• _Goal of the exercise_: Among the records that follow, find the line with "Fill in the" and the line with "box: [4, 0, 350, 263]". Set down those lines and all lines between them exactly, without adding anything.

[[ Working data open ]]

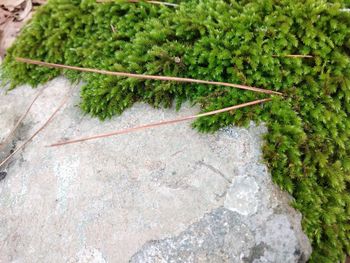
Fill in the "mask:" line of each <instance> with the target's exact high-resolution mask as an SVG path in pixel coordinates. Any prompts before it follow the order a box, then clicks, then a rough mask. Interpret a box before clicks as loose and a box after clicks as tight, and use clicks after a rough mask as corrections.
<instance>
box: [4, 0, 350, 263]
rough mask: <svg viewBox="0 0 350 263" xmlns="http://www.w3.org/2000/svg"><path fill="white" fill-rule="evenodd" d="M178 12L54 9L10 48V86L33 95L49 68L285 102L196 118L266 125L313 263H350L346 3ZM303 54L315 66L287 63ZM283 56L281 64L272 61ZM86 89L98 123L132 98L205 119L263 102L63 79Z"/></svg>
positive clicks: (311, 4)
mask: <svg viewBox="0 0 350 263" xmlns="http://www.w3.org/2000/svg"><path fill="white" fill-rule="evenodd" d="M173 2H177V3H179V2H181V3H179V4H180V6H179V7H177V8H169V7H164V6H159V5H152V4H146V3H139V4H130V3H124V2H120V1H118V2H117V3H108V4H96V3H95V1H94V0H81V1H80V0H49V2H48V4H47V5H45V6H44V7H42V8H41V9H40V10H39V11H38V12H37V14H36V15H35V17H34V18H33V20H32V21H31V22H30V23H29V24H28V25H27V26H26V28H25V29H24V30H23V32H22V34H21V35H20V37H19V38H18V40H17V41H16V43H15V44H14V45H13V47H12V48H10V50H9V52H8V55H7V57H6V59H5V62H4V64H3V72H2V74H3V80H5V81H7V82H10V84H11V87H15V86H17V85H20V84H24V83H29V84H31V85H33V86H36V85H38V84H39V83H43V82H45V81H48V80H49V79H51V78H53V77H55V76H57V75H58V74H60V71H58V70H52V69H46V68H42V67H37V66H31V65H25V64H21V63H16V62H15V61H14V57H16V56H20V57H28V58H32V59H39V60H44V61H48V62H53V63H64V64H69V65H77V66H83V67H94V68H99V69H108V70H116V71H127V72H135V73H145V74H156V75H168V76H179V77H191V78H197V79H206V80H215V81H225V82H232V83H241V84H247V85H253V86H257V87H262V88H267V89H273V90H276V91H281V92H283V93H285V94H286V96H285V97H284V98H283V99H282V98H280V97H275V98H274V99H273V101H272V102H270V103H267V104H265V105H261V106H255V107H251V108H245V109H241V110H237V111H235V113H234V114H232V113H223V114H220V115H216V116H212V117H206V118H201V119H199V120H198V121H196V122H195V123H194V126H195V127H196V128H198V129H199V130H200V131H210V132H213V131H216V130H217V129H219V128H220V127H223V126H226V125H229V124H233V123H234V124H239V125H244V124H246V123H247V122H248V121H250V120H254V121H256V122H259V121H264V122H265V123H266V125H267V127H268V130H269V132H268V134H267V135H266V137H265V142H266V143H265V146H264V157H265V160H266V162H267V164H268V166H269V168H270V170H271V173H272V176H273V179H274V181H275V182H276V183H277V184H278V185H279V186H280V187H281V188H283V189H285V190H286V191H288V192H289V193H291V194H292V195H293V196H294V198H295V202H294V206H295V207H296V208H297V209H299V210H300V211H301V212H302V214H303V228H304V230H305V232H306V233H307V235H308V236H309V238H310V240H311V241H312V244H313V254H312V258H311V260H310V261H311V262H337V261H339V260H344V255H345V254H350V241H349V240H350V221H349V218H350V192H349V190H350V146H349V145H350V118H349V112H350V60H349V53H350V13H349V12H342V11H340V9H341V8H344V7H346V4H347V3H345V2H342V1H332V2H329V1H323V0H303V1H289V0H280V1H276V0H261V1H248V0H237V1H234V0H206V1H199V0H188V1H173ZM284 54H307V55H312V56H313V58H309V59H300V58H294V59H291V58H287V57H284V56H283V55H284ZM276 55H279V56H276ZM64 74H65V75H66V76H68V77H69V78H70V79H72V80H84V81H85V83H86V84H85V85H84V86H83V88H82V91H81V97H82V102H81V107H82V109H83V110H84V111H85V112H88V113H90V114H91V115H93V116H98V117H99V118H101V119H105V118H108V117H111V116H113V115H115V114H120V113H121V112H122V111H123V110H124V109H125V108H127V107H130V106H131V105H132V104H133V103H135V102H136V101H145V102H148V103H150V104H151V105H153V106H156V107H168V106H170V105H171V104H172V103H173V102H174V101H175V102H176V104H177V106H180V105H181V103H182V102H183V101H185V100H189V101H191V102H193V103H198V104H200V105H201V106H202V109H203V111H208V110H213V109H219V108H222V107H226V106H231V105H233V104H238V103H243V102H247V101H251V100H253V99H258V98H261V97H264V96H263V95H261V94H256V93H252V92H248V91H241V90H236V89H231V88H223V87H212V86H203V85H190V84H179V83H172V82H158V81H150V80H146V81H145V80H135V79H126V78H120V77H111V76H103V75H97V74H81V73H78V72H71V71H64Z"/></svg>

[[ Working data closed ]]
[[ Working data open ]]

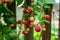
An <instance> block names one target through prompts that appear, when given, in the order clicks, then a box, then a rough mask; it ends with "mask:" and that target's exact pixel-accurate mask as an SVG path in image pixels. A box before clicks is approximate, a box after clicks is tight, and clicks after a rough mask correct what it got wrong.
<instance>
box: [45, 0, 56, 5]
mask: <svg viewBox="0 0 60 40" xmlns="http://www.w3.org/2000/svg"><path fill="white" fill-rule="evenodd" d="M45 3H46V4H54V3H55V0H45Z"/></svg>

[[ Working data closed ]]

• _Answer to the problem_:
Fill in the "mask:" line of each <instance> with the target's exact high-resolution mask as an SVG path in pixel coordinates. Any prompts before it follow the order a box, then clicks, then a rough mask. Interpret a box before clicks as loose and a box after clicks as tight, and use clicks after a rough mask as corrections.
<instance>
box: [4, 0, 350, 263]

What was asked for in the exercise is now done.